# start of Record excerpts

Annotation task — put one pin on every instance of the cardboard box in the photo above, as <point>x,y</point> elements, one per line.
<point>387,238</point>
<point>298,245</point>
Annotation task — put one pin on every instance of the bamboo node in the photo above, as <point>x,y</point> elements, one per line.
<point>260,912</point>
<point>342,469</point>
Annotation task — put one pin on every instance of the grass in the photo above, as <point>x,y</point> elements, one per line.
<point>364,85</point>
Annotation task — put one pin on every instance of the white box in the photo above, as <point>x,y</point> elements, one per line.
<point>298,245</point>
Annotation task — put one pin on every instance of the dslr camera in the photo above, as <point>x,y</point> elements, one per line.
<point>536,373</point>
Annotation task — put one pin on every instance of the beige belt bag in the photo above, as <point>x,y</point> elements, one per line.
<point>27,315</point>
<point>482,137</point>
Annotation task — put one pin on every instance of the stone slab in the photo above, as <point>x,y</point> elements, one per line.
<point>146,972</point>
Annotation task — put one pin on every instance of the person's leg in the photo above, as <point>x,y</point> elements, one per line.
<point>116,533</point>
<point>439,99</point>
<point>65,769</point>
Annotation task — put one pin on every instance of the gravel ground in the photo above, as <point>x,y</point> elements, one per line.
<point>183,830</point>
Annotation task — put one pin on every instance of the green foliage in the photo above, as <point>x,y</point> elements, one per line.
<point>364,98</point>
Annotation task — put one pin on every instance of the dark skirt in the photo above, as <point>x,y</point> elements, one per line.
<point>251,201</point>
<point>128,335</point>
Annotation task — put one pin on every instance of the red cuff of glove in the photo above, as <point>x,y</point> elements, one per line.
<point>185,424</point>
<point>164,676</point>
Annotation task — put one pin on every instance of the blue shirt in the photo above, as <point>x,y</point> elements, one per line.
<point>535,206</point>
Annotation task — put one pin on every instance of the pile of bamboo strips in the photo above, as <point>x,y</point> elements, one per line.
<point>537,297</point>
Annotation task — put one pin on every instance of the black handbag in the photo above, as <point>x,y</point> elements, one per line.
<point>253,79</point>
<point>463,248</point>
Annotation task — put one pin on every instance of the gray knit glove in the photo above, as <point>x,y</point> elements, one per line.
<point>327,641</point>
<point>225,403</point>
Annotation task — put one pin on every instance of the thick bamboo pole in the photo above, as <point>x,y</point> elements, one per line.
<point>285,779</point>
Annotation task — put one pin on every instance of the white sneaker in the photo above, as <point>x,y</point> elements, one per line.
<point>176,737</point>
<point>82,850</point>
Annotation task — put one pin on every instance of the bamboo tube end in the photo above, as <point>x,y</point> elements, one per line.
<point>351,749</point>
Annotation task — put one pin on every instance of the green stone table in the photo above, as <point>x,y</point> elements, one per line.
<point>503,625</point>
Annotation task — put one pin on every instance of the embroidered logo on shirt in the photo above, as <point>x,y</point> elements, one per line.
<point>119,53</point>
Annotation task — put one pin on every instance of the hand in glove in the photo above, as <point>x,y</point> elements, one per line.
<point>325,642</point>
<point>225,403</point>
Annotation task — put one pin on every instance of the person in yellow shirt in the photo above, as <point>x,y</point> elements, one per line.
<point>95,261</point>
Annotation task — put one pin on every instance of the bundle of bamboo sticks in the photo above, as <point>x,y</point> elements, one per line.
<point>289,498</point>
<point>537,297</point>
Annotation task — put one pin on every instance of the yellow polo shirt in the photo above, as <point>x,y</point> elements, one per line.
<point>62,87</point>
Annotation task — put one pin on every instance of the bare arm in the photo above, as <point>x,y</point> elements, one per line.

# end of Record excerpts

## To do
In the material, starting with the line containing "of the stone" and going on through the line containing "<point>65,769</point>", change "stone slab" to "paving stone". Give back only those lines, with nothing else altered.

## Task answer
Annotation task — put one pin on every instance of the paving stone in the photo above, as <point>x,y</point> elements, one per line.
<point>146,972</point>
Annotation task — put one pin on every instance of the person's leg in the photo above, as <point>x,y</point> elements, one per line.
<point>116,533</point>
<point>439,99</point>
<point>65,769</point>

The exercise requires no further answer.